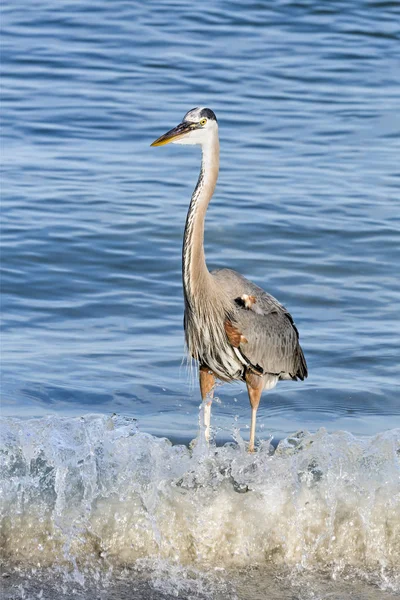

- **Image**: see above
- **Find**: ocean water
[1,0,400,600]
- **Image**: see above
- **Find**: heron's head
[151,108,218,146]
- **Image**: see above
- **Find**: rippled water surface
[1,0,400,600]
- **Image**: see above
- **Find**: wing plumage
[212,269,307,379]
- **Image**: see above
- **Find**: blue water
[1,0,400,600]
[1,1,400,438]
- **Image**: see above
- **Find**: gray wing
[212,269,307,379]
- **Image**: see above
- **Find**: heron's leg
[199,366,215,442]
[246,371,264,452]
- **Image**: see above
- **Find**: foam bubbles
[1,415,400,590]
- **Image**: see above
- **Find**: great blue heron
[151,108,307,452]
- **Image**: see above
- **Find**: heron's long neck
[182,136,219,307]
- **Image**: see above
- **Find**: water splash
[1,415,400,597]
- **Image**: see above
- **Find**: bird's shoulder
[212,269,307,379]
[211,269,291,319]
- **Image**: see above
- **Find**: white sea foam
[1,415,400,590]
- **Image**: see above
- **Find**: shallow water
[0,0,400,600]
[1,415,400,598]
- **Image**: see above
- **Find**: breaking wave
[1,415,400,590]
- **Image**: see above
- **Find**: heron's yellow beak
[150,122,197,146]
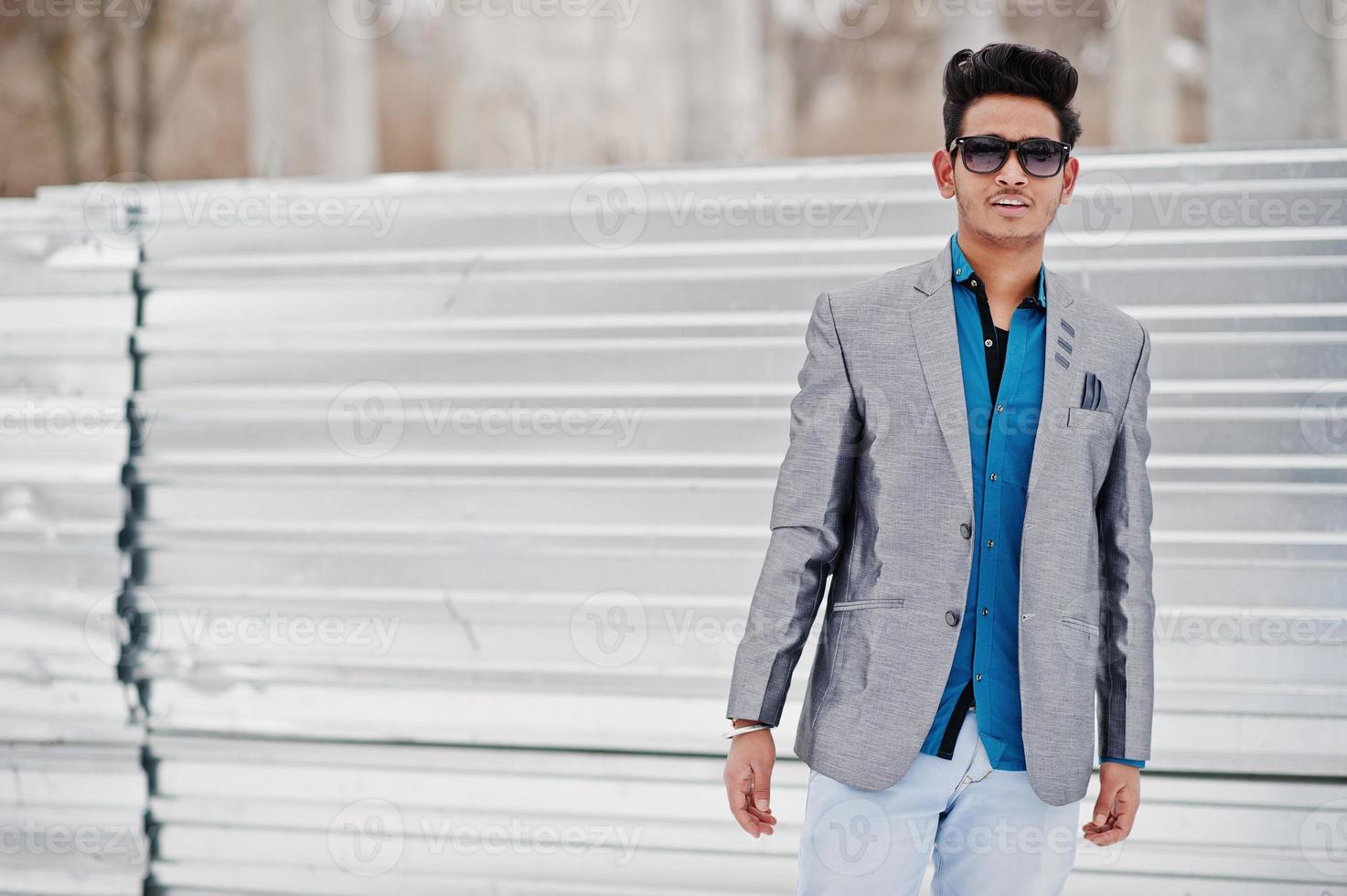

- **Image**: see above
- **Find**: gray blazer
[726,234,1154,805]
▬▬▬▬▬▬
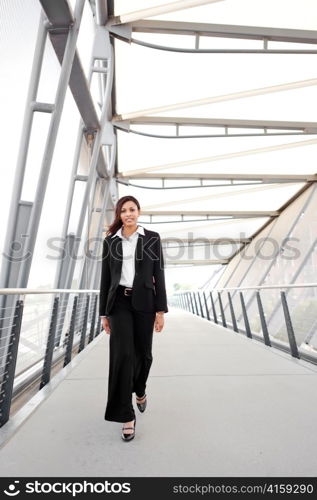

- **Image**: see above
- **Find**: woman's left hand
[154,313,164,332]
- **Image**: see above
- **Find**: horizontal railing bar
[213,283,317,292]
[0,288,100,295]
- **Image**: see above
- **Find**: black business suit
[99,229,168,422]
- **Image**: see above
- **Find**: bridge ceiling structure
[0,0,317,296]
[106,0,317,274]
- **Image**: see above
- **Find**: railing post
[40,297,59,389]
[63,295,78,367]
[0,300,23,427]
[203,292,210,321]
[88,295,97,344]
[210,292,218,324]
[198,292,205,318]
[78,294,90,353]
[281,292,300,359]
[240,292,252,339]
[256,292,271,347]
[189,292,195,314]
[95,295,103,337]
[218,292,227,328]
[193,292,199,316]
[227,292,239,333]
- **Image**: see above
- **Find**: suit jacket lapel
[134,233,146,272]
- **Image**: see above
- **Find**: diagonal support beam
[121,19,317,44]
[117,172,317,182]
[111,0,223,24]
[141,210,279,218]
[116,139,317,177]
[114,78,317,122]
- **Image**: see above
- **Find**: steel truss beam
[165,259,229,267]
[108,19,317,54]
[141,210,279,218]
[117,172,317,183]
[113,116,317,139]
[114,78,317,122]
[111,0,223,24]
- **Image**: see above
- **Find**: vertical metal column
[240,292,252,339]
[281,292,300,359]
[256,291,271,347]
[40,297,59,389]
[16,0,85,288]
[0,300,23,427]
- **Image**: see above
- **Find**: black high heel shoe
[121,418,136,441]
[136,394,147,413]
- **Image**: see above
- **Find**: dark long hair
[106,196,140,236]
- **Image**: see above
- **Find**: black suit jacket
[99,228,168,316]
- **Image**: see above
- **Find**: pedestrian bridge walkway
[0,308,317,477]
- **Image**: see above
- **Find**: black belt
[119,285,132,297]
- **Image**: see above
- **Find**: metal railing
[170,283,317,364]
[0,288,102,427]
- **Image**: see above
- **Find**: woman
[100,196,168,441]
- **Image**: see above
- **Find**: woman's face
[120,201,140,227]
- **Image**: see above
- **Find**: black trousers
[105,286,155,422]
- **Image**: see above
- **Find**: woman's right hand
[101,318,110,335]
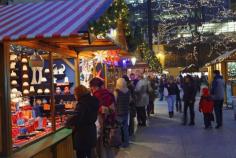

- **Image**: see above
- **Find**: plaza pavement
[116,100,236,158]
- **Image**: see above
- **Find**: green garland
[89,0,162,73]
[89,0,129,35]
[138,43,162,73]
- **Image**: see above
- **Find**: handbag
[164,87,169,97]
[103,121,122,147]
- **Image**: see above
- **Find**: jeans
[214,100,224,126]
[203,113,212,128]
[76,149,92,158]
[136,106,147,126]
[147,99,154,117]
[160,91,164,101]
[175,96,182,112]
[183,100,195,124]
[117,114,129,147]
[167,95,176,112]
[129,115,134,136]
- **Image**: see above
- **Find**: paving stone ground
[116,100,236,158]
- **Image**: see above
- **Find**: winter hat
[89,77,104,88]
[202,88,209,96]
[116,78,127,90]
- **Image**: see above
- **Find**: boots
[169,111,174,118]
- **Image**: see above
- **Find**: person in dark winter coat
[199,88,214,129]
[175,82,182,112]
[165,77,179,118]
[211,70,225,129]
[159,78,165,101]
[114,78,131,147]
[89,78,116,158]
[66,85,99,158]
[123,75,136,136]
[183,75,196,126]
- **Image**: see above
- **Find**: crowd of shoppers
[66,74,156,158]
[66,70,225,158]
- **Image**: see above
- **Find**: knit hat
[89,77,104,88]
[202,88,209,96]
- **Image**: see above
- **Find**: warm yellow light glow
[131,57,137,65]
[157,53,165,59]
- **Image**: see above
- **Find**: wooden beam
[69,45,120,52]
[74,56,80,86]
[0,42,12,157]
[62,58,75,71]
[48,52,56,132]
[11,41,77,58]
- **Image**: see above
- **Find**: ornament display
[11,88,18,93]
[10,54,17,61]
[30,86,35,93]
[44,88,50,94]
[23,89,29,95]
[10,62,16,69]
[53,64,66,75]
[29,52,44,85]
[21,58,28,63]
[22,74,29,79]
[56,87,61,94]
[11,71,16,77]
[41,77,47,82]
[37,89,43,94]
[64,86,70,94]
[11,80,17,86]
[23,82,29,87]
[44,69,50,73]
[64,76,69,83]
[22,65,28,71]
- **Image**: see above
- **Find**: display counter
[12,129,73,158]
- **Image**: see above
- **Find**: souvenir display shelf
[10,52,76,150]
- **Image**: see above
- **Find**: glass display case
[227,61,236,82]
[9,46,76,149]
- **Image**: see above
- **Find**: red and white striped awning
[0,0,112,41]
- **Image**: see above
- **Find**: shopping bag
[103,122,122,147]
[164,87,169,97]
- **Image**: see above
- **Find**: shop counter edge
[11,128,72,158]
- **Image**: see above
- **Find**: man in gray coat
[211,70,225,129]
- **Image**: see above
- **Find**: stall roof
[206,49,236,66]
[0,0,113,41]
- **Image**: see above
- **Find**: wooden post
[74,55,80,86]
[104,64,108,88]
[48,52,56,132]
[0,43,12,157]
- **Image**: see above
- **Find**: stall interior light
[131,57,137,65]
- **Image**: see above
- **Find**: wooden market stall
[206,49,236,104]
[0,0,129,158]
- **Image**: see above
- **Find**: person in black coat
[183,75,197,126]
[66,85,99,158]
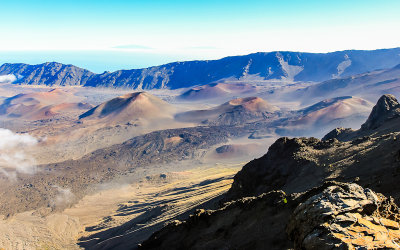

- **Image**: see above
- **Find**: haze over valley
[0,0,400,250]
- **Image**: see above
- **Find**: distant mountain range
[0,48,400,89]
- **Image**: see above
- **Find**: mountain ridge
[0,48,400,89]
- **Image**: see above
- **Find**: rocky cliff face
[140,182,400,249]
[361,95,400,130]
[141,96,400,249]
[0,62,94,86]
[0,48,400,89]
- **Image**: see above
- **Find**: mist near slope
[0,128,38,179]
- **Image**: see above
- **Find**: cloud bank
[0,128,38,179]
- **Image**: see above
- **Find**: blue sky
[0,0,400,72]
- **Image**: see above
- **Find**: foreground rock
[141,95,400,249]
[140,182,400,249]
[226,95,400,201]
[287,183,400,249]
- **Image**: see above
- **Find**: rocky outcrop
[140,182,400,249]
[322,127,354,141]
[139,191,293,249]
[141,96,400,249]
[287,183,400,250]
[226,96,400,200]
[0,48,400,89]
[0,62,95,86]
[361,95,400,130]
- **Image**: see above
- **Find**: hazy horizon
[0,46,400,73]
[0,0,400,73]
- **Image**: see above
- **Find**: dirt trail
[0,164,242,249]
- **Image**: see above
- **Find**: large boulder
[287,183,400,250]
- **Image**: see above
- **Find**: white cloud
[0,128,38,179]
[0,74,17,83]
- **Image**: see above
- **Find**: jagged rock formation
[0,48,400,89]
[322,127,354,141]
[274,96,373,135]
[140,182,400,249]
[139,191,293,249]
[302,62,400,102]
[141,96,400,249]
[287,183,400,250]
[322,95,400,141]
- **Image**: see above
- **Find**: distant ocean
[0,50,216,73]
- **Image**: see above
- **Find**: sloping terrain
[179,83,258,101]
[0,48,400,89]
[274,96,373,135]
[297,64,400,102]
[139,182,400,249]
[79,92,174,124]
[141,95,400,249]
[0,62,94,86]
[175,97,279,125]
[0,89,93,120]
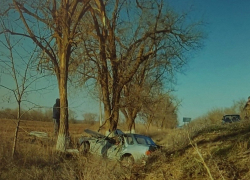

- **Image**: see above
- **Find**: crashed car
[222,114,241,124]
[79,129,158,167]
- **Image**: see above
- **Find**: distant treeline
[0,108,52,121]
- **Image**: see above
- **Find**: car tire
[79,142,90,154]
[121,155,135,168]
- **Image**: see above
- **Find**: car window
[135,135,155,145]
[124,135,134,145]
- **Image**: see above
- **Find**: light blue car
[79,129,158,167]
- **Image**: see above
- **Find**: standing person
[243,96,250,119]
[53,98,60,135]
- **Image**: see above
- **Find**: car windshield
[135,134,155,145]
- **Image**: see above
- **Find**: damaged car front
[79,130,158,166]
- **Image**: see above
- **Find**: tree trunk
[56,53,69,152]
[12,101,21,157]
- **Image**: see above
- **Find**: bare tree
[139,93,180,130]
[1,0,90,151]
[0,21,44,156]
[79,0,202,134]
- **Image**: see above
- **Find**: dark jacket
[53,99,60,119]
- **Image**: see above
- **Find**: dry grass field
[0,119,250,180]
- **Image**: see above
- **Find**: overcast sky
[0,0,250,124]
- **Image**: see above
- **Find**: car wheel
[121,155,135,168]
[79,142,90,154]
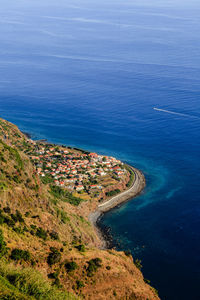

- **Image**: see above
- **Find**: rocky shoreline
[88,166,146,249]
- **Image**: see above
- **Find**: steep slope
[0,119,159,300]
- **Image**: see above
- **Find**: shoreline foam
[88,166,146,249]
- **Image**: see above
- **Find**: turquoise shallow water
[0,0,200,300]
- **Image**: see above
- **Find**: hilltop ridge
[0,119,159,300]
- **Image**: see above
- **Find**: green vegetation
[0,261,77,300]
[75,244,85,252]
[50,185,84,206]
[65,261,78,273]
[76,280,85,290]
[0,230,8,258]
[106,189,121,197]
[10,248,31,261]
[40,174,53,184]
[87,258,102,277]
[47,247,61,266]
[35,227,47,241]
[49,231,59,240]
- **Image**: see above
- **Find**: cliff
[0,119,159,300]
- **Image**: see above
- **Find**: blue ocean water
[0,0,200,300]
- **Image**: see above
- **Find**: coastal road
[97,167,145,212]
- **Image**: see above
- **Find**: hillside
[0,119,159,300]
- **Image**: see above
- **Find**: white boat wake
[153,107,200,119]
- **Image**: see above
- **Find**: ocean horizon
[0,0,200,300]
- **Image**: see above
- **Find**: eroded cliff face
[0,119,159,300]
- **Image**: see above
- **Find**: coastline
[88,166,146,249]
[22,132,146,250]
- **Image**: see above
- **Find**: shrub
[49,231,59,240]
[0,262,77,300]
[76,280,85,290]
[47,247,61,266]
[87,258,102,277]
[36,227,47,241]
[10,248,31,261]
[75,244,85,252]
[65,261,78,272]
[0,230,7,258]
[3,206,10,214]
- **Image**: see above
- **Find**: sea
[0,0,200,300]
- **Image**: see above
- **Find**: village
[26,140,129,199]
▬▬▬▬▬▬
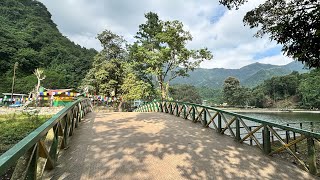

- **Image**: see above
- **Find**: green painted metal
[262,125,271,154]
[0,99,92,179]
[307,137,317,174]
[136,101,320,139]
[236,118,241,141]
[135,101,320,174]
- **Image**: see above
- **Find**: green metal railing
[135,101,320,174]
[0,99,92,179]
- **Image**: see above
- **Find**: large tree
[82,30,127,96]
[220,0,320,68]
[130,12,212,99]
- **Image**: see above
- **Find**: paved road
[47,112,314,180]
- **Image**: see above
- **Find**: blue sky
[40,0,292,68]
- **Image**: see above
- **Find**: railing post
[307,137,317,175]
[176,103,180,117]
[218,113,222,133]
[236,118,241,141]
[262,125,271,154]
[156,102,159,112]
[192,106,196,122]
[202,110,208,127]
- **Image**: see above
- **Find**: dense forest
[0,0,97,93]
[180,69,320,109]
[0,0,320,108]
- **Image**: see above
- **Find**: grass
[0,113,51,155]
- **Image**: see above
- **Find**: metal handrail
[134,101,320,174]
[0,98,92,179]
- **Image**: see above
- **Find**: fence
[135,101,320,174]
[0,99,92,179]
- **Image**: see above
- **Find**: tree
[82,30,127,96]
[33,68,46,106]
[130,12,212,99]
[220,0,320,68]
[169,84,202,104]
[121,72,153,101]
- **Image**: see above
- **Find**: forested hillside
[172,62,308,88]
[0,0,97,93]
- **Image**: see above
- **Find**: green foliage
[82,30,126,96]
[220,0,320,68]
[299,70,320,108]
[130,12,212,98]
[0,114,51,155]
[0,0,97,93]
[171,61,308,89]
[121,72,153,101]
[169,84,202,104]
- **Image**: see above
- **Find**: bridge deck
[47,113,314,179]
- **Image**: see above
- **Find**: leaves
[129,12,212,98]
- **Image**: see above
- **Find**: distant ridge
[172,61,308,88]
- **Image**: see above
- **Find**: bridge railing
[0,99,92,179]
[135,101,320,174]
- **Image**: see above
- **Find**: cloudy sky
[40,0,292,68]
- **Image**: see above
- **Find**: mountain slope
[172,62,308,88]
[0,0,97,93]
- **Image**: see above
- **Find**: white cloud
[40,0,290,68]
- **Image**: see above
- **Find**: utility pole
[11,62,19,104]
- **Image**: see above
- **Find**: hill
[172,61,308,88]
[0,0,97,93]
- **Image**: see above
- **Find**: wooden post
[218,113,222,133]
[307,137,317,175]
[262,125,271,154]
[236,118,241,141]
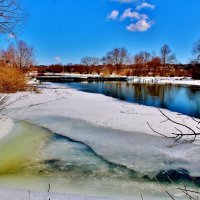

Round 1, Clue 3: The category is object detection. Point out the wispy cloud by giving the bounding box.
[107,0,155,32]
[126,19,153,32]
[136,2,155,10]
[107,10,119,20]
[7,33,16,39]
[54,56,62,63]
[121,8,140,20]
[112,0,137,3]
▬▬▬▬▬▬
■ **Problem statement**:
Show every line of the rows above that contains the string "winter", matching case exactly.

■ **Output of the exercise**:
- **Find**: winter hat
- **Find**: person in dark winter coat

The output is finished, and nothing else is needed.